**Problems and tasks**
a - Reproduce the part of the diabetes passage between "Among Latinos, experts" and "suffering from diabetes.", inclusive.
b - In one to three sentences, why does the diabetes passage call diabetes a silent killer?
c - What percentage of Latino women born in 2000 do experts predict will develop diabetes in their lifetime, according to the diabetes passage?

START Supplied passage

Asistel in English
Like many other dangerous illnesses, diabetes does not discriminate. However, in the United States, Type 2 diabetes affects Latinos at double the rate of whites.
Among Latinos, experts predict that 45 percent of men and 53 percent of women who were born in 2000 will develop diabetes in their lifetime. Diabetes is the causes of one in five deaths of people younger than 25. The prevalence of diabetes varies with age, but among Latinos older than 50, the rate is very high, with almost one in every five Latinos suffering from diabetes.
Diabetes is a silent killer, because the majority of cases are not detected until the disease is in an advanced stage. Diabetes affects 17 million people in the U.S., although almost six million of them do not know they have the disease. Within 50 years, 28 million North Americans will have diabetes.
There is no cure for diabetes, but preventative measures can postpone its onset and prevent the great majority of its devastating complications.
Get a medical exam, especially if you have a family history of diabetes. Take advantage of services at the health department, in clinics and other public agencies in your community to diagnose the illness.
Make it a point to change your lifestyle, like quitting smoking and eliminating, or at least reducing, your consumption of alcoholic beverages and fast food.
Exercise to control your weight.
This information is meant only to educate and inform. Do not take or discontinue any action based on this information. It is important to consult your doctor.

END Supplied passage
START Record excerpts

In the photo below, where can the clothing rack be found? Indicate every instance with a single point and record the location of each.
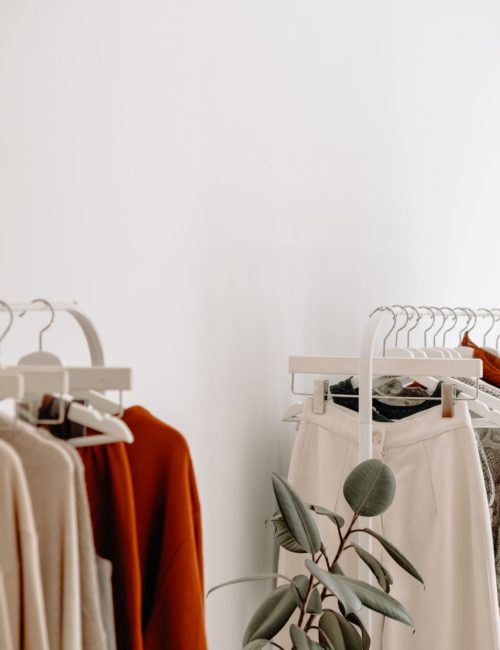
(88, 328)
(367, 365)
(40, 373)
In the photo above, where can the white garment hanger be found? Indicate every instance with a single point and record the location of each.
(81, 382)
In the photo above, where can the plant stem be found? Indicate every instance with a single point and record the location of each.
(324, 591)
(306, 597)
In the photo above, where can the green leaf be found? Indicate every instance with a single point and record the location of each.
(396, 555)
(299, 588)
(258, 644)
(370, 488)
(333, 516)
(314, 605)
(300, 639)
(284, 537)
(335, 585)
(365, 637)
(273, 612)
(296, 515)
(376, 600)
(257, 576)
(383, 576)
(336, 569)
(339, 632)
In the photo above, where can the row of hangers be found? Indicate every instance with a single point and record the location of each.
(407, 320)
(40, 373)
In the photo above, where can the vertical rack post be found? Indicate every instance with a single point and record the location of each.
(366, 424)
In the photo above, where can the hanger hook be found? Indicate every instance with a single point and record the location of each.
(403, 325)
(417, 321)
(439, 328)
(394, 318)
(498, 337)
(473, 316)
(455, 317)
(433, 316)
(467, 312)
(44, 329)
(490, 313)
(11, 320)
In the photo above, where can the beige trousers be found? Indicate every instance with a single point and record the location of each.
(439, 520)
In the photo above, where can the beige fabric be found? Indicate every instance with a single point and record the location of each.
(6, 642)
(51, 480)
(93, 631)
(104, 572)
(439, 519)
(22, 597)
(490, 439)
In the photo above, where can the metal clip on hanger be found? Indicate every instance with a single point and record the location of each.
(82, 382)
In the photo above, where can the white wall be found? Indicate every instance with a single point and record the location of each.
(221, 184)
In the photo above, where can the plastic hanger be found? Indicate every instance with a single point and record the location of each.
(112, 429)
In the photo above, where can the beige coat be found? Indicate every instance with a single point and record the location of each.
(50, 475)
(22, 611)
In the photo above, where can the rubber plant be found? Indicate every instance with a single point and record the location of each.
(369, 490)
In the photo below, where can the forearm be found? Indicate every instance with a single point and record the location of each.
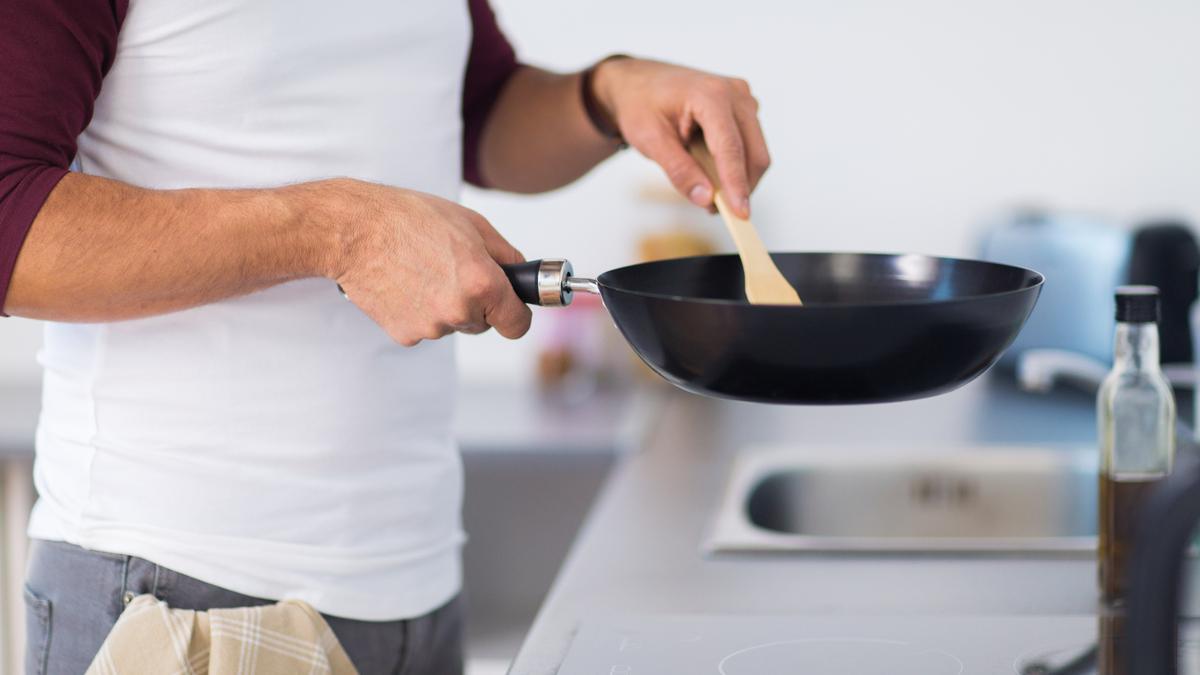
(101, 250)
(538, 136)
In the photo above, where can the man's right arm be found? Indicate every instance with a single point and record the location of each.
(79, 248)
(101, 250)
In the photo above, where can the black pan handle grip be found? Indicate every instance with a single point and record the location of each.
(541, 282)
(523, 278)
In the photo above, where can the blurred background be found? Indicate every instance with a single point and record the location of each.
(921, 126)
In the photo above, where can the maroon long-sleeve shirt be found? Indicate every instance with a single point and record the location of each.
(53, 59)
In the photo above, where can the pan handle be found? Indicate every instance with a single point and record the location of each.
(549, 282)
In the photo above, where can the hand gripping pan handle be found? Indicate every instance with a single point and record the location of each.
(550, 282)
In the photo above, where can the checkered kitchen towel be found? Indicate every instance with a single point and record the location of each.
(153, 639)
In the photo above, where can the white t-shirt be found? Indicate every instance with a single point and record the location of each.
(277, 444)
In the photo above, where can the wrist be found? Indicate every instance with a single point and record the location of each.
(327, 223)
(599, 94)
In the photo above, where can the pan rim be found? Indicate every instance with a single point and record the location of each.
(1038, 281)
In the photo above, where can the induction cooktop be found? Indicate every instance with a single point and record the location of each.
(840, 645)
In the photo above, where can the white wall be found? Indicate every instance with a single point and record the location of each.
(894, 125)
(19, 340)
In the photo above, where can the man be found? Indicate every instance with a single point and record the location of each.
(220, 425)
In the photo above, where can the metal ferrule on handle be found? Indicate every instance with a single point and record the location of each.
(549, 282)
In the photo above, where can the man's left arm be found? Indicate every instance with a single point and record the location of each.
(533, 132)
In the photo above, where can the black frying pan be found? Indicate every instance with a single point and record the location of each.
(874, 328)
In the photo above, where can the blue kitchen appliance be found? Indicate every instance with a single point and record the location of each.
(1083, 260)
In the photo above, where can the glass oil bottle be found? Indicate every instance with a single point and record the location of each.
(1135, 408)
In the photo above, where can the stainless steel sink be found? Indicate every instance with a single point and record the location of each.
(953, 500)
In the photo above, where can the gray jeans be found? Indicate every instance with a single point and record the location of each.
(73, 597)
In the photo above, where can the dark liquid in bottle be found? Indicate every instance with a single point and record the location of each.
(1111, 649)
(1121, 503)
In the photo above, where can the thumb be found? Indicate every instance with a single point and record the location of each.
(498, 248)
(664, 147)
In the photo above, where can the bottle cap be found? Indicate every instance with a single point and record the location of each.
(1138, 304)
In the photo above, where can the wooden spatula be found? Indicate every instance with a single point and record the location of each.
(765, 284)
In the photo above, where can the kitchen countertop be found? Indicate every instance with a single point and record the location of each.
(639, 550)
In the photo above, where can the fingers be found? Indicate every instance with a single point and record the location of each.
(757, 157)
(659, 142)
(505, 311)
(498, 248)
(502, 309)
(724, 139)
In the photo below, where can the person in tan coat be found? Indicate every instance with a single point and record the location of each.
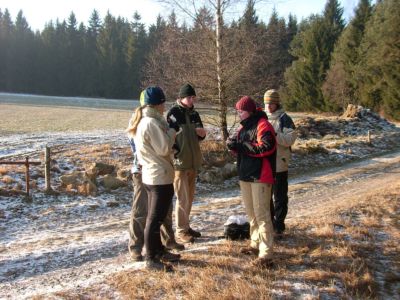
(285, 136)
(154, 140)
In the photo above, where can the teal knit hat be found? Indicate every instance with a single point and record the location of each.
(186, 91)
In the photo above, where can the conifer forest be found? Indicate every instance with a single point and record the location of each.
(319, 64)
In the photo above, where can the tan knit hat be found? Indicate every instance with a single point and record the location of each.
(272, 97)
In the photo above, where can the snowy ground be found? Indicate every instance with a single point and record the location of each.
(69, 242)
(61, 243)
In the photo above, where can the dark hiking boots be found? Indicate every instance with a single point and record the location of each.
(249, 251)
(175, 246)
(263, 263)
(194, 233)
(185, 238)
(166, 256)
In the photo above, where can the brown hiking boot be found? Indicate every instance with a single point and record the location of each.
(136, 254)
(194, 233)
(166, 256)
(155, 264)
(263, 262)
(185, 238)
(249, 251)
(175, 246)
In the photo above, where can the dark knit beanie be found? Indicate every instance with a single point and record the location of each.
(246, 104)
(153, 95)
(186, 91)
(272, 97)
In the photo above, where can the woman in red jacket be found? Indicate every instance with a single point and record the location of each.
(255, 146)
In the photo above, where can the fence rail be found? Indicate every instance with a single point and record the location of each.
(27, 163)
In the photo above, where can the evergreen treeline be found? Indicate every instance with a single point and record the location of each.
(319, 64)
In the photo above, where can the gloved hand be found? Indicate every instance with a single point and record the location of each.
(176, 150)
(232, 144)
(173, 123)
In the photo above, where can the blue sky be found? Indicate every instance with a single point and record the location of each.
(38, 12)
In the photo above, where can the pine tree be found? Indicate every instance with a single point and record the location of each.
(91, 70)
(341, 84)
(22, 57)
(379, 67)
(312, 48)
(6, 36)
(136, 53)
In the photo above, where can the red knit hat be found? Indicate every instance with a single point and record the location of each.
(246, 104)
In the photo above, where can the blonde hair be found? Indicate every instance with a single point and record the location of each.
(134, 121)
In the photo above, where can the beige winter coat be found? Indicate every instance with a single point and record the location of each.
(153, 141)
(285, 138)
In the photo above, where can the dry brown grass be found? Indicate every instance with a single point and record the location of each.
(7, 179)
(219, 272)
(337, 255)
(215, 153)
(334, 255)
(3, 170)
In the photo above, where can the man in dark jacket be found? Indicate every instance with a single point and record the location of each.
(285, 136)
(188, 159)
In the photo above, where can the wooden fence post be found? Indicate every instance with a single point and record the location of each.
(27, 175)
(47, 169)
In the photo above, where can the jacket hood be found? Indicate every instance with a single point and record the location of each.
(151, 112)
(257, 115)
(275, 114)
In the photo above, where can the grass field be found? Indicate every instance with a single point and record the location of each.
(31, 119)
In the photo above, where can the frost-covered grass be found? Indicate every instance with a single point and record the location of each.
(31, 119)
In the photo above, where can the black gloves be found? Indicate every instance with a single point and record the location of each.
(232, 144)
(173, 123)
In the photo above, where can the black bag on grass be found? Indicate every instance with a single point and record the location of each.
(237, 228)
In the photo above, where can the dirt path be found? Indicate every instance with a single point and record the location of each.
(63, 243)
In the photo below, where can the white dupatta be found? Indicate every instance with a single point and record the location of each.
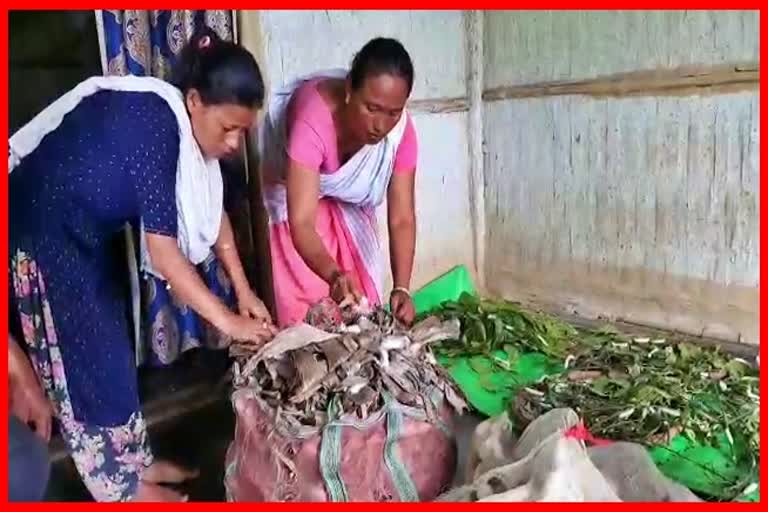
(359, 186)
(199, 186)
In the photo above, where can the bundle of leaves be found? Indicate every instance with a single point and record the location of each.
(488, 326)
(641, 390)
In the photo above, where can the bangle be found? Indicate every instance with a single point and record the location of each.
(401, 289)
(335, 275)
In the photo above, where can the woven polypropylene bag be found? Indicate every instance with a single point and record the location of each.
(395, 455)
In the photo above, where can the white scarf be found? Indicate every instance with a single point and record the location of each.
(199, 186)
(360, 185)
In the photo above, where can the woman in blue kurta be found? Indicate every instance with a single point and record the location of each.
(119, 150)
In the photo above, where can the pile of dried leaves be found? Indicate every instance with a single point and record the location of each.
(354, 363)
(641, 390)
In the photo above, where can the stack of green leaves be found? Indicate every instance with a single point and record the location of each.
(640, 390)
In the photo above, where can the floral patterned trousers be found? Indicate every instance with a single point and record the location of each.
(110, 460)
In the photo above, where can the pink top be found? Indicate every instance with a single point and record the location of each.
(312, 135)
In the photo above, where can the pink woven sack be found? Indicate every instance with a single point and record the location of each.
(393, 455)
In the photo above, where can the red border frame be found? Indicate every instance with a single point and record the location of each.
(337, 4)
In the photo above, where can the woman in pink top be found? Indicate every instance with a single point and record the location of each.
(335, 145)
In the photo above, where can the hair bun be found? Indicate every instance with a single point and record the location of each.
(204, 42)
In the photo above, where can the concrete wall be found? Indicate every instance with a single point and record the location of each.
(292, 43)
(643, 208)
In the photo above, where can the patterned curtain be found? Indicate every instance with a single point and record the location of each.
(148, 42)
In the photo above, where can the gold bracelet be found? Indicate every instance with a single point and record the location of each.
(401, 289)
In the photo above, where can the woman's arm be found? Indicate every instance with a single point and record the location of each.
(27, 400)
(401, 217)
(303, 186)
(190, 289)
(226, 251)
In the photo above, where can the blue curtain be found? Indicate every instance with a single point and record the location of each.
(142, 42)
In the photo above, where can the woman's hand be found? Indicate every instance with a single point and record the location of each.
(343, 289)
(30, 405)
(246, 329)
(251, 306)
(402, 307)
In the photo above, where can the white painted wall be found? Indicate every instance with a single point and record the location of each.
(293, 43)
(643, 209)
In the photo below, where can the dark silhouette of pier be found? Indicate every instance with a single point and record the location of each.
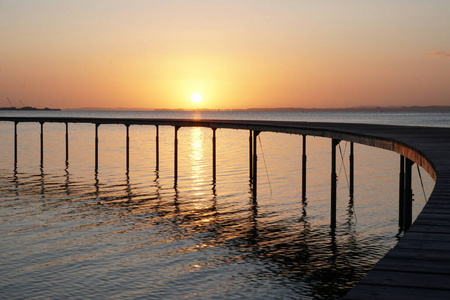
(418, 267)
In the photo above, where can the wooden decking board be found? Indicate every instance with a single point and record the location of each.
(413, 265)
(428, 245)
(430, 228)
(376, 292)
(419, 254)
(408, 279)
(425, 237)
(427, 146)
(434, 216)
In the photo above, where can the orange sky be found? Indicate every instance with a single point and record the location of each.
(155, 54)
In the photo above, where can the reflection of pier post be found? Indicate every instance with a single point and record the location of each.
(15, 143)
(352, 171)
(157, 148)
(96, 146)
(128, 146)
(334, 143)
(214, 154)
(304, 168)
(176, 154)
(407, 204)
(42, 144)
(67, 143)
(255, 164)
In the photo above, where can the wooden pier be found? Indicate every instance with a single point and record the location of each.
(418, 267)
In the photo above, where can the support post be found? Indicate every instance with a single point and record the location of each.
(250, 152)
(15, 143)
(352, 171)
(214, 154)
(128, 146)
(334, 143)
(157, 147)
(407, 217)
(255, 164)
(401, 192)
(304, 168)
(67, 143)
(96, 147)
(42, 144)
(176, 154)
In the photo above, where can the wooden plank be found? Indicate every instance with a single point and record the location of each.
(419, 254)
(429, 228)
(408, 279)
(427, 236)
(374, 292)
(414, 265)
(429, 245)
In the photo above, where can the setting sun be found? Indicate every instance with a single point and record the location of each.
(196, 97)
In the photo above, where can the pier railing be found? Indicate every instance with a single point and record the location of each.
(425, 146)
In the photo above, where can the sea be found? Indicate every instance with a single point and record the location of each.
(68, 231)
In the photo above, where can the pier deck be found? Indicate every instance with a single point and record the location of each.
(418, 267)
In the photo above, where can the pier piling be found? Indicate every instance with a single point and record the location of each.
(304, 168)
(401, 192)
(334, 143)
(175, 142)
(15, 143)
(250, 152)
(42, 143)
(407, 203)
(96, 147)
(67, 142)
(157, 148)
(214, 154)
(255, 164)
(352, 171)
(128, 146)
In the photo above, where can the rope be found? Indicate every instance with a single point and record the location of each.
(265, 165)
(421, 182)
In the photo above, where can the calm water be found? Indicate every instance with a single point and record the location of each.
(67, 231)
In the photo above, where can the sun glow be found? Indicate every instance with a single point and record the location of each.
(197, 97)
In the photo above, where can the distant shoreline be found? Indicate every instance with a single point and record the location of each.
(357, 108)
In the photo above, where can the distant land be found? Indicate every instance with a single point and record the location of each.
(356, 108)
(27, 108)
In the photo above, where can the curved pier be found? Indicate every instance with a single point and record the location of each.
(418, 267)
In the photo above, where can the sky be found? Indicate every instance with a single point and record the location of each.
(236, 54)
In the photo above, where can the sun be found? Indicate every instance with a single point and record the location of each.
(196, 97)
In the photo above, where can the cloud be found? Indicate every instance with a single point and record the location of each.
(443, 54)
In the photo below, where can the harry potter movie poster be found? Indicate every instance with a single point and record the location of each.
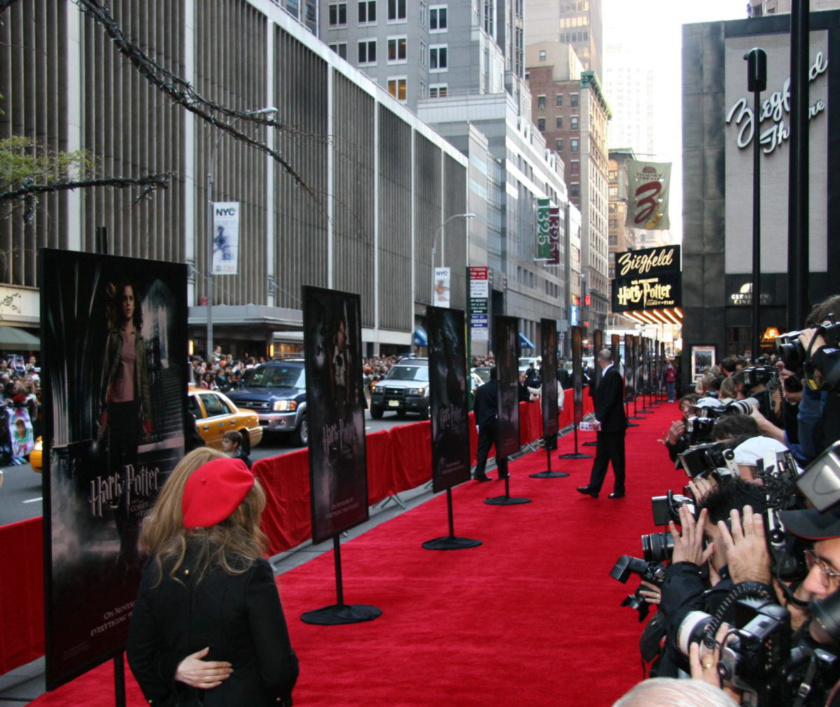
(115, 388)
(336, 409)
(448, 398)
(548, 334)
(507, 365)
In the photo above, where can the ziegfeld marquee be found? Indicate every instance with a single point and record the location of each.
(648, 285)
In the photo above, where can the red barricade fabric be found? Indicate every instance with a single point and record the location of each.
(287, 519)
(380, 467)
(21, 593)
(411, 454)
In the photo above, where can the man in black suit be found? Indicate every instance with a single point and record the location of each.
(486, 408)
(612, 426)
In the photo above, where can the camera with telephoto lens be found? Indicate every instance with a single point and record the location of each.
(715, 459)
(653, 572)
(667, 508)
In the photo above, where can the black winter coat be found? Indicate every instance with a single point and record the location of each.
(238, 616)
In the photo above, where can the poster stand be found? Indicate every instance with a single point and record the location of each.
(450, 542)
(549, 474)
(507, 499)
(340, 613)
(577, 454)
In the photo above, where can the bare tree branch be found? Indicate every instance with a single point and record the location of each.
(185, 95)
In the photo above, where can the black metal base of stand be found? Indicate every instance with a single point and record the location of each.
(506, 501)
(338, 614)
(450, 543)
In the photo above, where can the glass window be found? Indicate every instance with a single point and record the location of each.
(438, 21)
(397, 87)
(340, 48)
(396, 10)
(367, 51)
(438, 59)
(397, 49)
(338, 14)
(367, 12)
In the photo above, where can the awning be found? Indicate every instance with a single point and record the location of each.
(525, 342)
(14, 339)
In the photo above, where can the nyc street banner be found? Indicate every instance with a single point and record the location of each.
(114, 379)
(337, 453)
(225, 237)
(648, 193)
(543, 237)
(442, 292)
(554, 236)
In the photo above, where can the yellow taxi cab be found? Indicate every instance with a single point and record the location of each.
(215, 414)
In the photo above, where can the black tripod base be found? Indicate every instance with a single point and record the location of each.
(506, 501)
(450, 542)
(338, 614)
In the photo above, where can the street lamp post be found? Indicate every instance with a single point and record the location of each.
(208, 277)
(434, 243)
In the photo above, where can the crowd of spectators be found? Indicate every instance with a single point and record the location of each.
(746, 578)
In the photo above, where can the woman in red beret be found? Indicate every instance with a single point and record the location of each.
(208, 628)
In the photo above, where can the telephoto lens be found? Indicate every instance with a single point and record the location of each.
(826, 613)
(658, 547)
(691, 630)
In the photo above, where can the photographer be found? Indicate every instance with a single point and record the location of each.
(676, 439)
(688, 585)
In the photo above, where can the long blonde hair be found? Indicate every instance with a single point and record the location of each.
(232, 544)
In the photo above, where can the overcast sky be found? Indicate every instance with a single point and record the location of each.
(655, 28)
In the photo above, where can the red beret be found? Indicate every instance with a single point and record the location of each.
(214, 491)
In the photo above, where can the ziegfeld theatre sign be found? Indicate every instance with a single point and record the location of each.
(647, 279)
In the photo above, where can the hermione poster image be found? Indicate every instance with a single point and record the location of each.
(115, 385)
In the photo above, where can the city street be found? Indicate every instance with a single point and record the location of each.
(21, 494)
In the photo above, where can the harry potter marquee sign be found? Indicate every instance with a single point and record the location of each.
(648, 279)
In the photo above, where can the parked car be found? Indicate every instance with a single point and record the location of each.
(216, 414)
(276, 392)
(405, 388)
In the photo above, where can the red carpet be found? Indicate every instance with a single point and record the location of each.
(530, 618)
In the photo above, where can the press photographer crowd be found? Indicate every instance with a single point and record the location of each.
(745, 575)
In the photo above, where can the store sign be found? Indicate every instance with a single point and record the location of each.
(776, 108)
(647, 279)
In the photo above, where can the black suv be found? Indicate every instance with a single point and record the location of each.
(276, 391)
(405, 388)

END Record excerpts

**Answers to this exercise**
a -
Among Latinos, experts predict that 45 percent of men and 53 percent of women who were born in 2000 will develop diabetes in their lifetime. Diabetes is the causes of one in five deaths of people younger than 25. The prevalence of diabetes varies with age, but among Latinos older than 50, the rate is very high, with almost one in every five Latinos suffering from diabetes.

b - Diabetes is called a silent killer because most cases are not detected until the disease has reached an advanced stage.

c - 53 percent.